* [SUPPLIED DATA]

++++++++

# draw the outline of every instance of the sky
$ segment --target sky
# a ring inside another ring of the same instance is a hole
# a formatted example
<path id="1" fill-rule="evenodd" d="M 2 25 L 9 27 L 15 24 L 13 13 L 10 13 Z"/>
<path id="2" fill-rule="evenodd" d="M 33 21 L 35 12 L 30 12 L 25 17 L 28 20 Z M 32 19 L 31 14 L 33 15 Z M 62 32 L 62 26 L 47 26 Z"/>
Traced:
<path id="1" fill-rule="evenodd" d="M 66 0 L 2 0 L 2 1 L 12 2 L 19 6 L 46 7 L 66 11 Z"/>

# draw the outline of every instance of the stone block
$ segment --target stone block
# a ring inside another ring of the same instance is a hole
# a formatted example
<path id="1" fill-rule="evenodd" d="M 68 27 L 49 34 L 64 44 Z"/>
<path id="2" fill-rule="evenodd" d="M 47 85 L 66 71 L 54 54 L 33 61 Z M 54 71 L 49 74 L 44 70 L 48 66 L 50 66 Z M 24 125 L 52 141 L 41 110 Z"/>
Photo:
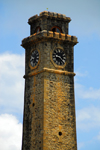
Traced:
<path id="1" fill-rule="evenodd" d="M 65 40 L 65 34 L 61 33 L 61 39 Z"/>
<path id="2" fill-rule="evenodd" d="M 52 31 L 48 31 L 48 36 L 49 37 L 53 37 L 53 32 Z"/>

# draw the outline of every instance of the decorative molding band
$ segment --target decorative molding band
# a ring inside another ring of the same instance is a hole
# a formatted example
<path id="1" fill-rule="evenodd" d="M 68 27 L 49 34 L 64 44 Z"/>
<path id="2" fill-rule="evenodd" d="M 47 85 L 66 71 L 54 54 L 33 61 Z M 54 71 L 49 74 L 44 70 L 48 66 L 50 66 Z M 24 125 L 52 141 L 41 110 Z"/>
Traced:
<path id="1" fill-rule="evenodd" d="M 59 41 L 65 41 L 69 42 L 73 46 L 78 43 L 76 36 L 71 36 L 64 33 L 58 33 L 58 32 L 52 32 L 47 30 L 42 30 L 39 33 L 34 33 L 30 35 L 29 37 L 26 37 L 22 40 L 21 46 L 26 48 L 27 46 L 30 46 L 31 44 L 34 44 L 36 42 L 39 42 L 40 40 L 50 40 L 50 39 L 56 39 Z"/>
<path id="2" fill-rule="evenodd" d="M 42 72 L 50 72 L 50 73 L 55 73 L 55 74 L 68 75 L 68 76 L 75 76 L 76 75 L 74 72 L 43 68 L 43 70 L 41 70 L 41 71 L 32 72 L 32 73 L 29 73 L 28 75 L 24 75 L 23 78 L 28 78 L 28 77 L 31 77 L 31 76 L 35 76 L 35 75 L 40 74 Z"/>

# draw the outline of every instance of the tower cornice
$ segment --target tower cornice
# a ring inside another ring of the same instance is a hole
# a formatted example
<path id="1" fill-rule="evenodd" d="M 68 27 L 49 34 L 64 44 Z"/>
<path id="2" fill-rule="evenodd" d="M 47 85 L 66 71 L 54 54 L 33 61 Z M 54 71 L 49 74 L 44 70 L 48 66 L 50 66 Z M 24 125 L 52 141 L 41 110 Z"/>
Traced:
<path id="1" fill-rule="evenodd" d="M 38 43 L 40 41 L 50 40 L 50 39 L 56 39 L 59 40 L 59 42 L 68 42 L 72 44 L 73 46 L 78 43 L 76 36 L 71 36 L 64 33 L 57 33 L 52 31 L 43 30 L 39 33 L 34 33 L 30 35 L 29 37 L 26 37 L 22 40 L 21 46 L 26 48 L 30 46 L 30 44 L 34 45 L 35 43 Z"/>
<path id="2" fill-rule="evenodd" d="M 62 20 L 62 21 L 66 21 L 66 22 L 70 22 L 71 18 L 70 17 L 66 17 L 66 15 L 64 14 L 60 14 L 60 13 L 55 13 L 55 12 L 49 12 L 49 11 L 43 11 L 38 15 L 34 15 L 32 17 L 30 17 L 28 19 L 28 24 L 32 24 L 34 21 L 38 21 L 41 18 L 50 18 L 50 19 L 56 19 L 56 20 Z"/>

++++++++

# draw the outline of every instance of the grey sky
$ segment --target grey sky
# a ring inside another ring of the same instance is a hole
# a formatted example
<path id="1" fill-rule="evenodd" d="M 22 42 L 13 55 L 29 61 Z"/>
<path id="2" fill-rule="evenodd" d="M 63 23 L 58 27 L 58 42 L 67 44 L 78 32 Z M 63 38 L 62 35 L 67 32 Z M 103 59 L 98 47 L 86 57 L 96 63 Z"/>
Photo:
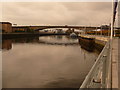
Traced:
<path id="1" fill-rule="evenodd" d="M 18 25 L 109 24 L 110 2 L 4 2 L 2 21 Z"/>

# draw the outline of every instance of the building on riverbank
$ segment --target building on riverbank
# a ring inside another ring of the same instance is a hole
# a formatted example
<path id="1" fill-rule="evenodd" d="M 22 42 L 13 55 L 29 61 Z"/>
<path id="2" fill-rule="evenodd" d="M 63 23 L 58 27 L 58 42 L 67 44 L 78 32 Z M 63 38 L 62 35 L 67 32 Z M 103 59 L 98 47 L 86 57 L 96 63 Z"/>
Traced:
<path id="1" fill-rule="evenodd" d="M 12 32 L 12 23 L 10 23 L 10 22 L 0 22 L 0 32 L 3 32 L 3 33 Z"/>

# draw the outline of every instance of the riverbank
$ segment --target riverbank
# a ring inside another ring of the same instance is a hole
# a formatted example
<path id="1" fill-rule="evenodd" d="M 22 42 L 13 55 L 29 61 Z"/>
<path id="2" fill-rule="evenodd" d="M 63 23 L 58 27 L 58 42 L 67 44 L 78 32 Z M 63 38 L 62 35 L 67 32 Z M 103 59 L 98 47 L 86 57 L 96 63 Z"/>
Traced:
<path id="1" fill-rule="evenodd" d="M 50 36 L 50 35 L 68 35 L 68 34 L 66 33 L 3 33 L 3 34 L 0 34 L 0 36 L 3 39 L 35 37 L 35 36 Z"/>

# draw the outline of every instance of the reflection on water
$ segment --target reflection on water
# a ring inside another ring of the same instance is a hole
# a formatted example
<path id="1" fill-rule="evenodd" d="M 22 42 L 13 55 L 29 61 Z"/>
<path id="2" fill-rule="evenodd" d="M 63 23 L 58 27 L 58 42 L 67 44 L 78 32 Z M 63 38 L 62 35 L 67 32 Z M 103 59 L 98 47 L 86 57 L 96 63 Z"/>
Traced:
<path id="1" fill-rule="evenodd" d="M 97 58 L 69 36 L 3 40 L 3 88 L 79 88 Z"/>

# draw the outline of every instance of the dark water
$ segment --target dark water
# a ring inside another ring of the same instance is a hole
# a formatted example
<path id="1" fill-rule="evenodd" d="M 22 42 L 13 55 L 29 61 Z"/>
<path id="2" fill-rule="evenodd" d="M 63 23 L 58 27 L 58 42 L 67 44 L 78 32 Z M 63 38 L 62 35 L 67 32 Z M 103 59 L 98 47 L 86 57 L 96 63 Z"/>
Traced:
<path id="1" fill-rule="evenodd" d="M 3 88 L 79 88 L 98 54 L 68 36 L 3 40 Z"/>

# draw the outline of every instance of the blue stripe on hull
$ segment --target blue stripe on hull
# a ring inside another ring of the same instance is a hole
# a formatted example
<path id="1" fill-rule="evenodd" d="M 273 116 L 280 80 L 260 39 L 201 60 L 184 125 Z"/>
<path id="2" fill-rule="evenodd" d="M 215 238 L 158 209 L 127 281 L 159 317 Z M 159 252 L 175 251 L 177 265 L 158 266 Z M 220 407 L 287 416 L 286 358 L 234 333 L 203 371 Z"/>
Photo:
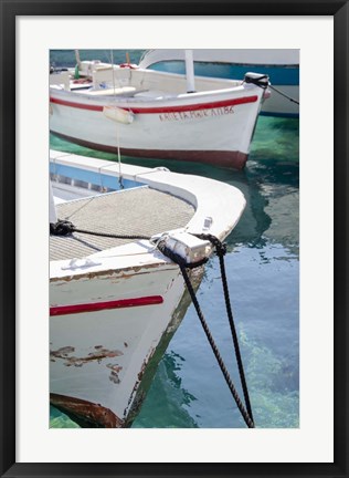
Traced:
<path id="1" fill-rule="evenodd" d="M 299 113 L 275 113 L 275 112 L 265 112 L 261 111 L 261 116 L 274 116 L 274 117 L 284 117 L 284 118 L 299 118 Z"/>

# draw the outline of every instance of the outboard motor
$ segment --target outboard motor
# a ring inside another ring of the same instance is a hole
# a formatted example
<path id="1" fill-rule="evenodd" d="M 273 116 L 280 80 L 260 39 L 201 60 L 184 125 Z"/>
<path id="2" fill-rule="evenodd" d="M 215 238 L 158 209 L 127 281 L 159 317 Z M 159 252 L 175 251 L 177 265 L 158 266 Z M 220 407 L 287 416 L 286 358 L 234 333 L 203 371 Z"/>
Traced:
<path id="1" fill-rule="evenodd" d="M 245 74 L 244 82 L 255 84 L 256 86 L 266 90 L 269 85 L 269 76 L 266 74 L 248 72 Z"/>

++++++++

Rename "riverbank" to "shoreline" throughout the data, from the line containing "# draw the outline of every instance of the building" down through the line containing "50 36 L 50 35", and give only those lines back with everything else unchanged.

# draw the outline of every instance of the building on shoreline
$ segment --target building on shoreline
# a ring inside another ring of the same instance is a hole
# a formatted example
<path id="1" fill-rule="evenodd" d="M 22 42 L 13 55 L 29 61 Z"/>
<path id="2" fill-rule="evenodd" d="M 63 23 L 58 27 L 58 42 L 67 44 L 78 32 Z M 63 38 L 62 35 L 67 32 Z M 103 59 L 98 47 L 86 57 L 96 63 Z"/>
Traced:
<path id="1" fill-rule="evenodd" d="M 12 32 L 12 23 L 10 23 L 10 22 L 0 22 L 0 32 L 3 32 L 3 33 Z"/>

# draw the outline of every instance of the shoreline
$ segment --target shoreline
# a ring inside another ring of the same instance is a hole
# a formatted example
<path id="1" fill-rule="evenodd" d="M 22 42 L 13 55 L 29 61 Z"/>
<path id="2" fill-rule="evenodd" d="M 63 23 L 58 27 L 58 42 L 67 44 L 78 32 Z M 63 38 L 62 35 L 67 32 Z M 103 59 L 98 47 L 86 57 L 96 63 Z"/>
Traced:
<path id="1" fill-rule="evenodd" d="M 50 36 L 50 35 L 68 35 L 68 34 L 66 33 L 3 33 L 3 34 L 0 34 L 0 36 L 3 39 L 35 37 L 35 36 Z"/>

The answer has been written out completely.